Для большей убедительности дадим волю lyrisch schwung (нем. – «лирическому порыву») Фейербаха. Вот как описывает тот его роль в работе «Изложение, развитие и критика философии Лейбница» (1837). Философия и математика – науки, которым Лейбниц главным образом обязан своей бессмертной славой, не были, однако, тем единственным, что привлекало к себе и занимало его в юности и в последующие годы. Его интересы прямо-таки безграничны. Его занимали все науки. Немалую помощь в становлении Лейбница как мыслящего и просвещенного человека сыграли домашние возможности самообразования. Библиотека отца, состоявшая из книг по различным отраслям знаний, уже в школьные годы давала ему возможность удовлетворять свою любознательность, всегда ненасытную и ищущую.

◆ Материал
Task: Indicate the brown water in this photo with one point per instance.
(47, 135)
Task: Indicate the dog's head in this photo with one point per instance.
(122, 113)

◆ Задания
1. Что, согласно тексту о Лейбнице, уже в школьные годы давало ему возможность удовлетворять свою любознательность?
2. Продолжите текст о Лейбнице, начиная сразу после его последнего предложения.

◆ Ответы к заданиям
1. Библиотека отца, состоявшая из книг по различным отраслям знаний.

2.
Где бы он не находил источник знаний, Лейбниц всегда «учился с жадностью», с неутомимой энергией продолжая обогащать свой ум… Потенциальное знание нужно сделать реальным. Плодом этого многостороннего и всестороннего образования и был его неизмеримый, повсюду успевающий, удивительный энциклопедизм. Этот энциклопедизм поражал не столько своим охватом, сколь качественно, ибо это не было многознайством, как мертвое достояние памяти, как некий «продукт» очередного zitatenprofessor (нем. «поверхностного ученого»). Это была гениальная творческая энциклопедичность. Его голова вовсе не походила на гербарий; его знания были осмысленны, они побуждали его к плодотворной работе. В нем все было и дух и жизнь. Он стал живым воплощением научной поэтики и интеллекта.
Лишь в эпоху античности, а затем и Возрождения (в Италии) рождались столь одаренные и цельные натуры. Все духовные дарования, говорит Фейербах, которые обыкновенно встречаются по частям, в Лейбнице объединялись: способности ученого в области чистой и прикладной математики, поэтический и философский дар, дар философа-метафизика, философа-эмпирика, историка и изобретателя. Добавьте сюда и многие иные качества: подобный микроскопу, глаз ботаника и анатома, широкий кругозор обобщающего систематика, терпение и чуткость ученого, энергия и смелость самоучки и самостоятельного исследователя, и, вдобавок ко всему этому, поразительная память, избавлявшая его от утомительного труда перечитывать то, что было уже однажды написано. Истинная предустановленная гармония.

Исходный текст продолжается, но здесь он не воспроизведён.